Stored data entries:
----

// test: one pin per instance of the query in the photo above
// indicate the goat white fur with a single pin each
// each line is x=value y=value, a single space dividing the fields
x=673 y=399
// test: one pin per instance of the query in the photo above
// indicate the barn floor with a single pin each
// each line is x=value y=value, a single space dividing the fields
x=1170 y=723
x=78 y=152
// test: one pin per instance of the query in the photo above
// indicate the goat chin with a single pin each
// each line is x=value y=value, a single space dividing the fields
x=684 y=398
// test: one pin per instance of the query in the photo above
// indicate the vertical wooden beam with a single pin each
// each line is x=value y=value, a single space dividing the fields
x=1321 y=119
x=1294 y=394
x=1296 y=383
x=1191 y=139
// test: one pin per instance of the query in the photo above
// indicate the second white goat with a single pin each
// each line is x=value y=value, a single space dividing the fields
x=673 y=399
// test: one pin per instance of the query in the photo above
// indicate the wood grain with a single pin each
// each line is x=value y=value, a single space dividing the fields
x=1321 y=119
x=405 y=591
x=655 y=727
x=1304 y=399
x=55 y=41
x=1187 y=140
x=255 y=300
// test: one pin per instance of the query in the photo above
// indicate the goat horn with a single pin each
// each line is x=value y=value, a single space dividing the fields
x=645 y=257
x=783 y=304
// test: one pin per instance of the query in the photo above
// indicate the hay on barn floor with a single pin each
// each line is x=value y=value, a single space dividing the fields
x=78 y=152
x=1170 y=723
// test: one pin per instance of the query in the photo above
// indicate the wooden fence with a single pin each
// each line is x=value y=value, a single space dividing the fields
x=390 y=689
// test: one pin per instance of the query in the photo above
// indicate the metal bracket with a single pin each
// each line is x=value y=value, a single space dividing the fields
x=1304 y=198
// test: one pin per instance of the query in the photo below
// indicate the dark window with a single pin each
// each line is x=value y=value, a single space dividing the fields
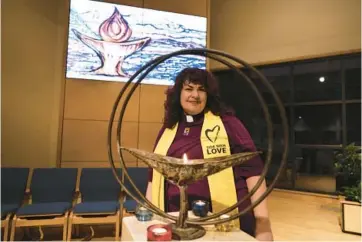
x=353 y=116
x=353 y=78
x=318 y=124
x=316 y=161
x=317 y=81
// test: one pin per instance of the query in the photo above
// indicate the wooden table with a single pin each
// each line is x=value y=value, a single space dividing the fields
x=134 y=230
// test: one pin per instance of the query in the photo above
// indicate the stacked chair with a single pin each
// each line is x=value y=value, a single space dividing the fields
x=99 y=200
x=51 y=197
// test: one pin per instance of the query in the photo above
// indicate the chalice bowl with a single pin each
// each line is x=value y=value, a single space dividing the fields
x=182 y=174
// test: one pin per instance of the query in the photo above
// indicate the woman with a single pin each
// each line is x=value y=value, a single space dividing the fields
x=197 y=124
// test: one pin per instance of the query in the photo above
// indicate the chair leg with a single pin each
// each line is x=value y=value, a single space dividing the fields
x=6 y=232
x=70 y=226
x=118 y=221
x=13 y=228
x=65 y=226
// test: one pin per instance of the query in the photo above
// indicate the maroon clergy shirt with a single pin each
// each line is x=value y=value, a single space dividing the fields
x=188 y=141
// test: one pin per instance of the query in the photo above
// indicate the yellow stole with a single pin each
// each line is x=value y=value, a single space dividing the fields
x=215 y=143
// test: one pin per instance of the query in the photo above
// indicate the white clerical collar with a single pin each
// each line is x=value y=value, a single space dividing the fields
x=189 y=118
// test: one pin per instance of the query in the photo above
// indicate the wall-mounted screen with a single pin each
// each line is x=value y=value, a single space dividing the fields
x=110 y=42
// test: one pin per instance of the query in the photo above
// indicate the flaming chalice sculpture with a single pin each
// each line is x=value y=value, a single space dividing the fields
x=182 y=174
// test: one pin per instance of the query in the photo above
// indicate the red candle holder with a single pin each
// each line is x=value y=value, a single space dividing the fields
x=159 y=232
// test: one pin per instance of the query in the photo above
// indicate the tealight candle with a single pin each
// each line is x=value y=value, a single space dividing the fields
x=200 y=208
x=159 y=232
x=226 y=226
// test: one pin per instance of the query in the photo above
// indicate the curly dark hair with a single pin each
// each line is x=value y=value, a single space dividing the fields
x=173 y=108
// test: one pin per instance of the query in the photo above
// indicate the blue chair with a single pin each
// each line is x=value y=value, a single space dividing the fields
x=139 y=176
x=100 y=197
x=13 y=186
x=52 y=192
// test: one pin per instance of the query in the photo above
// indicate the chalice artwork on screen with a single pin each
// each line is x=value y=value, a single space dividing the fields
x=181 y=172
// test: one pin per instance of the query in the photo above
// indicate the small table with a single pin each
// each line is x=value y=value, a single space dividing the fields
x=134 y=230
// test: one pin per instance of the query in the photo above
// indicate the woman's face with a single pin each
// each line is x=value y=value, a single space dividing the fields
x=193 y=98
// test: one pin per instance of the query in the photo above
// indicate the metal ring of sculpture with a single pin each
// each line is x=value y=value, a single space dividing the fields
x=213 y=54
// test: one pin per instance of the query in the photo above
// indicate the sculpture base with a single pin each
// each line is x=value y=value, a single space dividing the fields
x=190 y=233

----

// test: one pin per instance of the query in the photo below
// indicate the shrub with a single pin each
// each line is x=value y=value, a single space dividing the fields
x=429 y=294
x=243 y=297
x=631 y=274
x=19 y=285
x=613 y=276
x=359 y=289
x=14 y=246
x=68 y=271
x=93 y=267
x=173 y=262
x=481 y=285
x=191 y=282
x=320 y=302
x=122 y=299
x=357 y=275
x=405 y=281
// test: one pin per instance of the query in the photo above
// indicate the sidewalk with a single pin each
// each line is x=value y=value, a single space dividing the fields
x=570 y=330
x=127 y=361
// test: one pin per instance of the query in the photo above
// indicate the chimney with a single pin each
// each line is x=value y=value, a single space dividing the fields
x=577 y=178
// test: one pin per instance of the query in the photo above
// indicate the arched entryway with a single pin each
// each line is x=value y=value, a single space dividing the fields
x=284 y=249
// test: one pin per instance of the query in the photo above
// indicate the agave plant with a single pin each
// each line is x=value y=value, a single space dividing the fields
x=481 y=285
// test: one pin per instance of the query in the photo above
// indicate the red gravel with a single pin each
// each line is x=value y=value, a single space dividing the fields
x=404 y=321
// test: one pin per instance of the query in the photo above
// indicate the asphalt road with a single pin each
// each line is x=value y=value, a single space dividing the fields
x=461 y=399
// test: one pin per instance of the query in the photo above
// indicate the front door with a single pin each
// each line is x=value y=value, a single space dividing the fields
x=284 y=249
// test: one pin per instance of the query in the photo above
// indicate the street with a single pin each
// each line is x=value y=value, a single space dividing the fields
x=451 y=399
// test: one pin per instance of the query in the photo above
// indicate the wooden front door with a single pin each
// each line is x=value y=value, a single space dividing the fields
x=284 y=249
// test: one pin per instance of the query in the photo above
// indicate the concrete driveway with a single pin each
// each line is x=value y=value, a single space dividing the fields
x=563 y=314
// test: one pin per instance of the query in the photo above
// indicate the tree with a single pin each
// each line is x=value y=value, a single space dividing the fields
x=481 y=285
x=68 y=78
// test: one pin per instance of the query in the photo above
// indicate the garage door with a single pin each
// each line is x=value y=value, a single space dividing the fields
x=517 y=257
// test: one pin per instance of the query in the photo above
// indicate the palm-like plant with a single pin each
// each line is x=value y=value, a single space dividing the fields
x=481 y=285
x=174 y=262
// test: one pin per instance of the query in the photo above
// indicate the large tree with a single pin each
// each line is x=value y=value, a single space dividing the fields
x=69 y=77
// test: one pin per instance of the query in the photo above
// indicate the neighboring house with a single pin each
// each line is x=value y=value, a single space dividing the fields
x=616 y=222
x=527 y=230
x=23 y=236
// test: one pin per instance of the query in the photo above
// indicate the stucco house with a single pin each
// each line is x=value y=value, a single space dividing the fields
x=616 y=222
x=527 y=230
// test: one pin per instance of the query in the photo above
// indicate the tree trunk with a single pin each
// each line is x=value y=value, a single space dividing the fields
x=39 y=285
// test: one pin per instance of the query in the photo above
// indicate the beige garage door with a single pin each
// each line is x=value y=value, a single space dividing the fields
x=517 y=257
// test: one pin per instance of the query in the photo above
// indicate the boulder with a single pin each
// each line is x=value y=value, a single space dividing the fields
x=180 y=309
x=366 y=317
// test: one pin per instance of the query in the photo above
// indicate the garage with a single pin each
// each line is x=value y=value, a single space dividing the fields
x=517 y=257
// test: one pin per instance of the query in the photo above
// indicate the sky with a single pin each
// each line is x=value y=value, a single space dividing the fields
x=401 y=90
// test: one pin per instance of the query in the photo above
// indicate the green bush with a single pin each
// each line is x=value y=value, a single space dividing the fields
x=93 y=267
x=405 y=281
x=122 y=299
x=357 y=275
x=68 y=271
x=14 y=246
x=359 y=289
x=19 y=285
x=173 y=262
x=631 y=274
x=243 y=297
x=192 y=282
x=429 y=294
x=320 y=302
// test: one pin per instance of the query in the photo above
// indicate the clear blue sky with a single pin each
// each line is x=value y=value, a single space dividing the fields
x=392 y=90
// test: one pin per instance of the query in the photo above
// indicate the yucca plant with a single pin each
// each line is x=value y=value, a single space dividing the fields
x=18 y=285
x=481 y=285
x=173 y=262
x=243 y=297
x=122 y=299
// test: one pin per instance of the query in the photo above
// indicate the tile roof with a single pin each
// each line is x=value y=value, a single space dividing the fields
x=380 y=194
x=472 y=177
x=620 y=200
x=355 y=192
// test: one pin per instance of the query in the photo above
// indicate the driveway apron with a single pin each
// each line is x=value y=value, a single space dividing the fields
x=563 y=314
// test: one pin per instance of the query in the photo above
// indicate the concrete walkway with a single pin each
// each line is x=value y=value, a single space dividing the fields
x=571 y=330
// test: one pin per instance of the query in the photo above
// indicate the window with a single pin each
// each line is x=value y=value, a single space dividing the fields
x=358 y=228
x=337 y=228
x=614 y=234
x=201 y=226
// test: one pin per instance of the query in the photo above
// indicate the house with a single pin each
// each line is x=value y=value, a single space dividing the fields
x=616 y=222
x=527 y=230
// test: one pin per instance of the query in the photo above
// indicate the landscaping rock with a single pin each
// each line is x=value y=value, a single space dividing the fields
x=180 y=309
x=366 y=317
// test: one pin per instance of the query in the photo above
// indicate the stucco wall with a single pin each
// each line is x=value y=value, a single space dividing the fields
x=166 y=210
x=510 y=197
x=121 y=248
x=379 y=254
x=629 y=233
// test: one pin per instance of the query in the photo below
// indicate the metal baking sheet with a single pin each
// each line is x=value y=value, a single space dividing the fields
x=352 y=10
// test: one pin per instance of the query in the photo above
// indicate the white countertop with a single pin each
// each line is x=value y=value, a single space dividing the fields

----

▶ EXERCISE AIM
Return the lines above that include the string "goat".

▶ SOLUTION
// indicate the goat white fur with a single pin each
// indicate the goat chin with a single pin each
// indicate the second white goat with a single pin each
// indicate the goat horn with a single pin each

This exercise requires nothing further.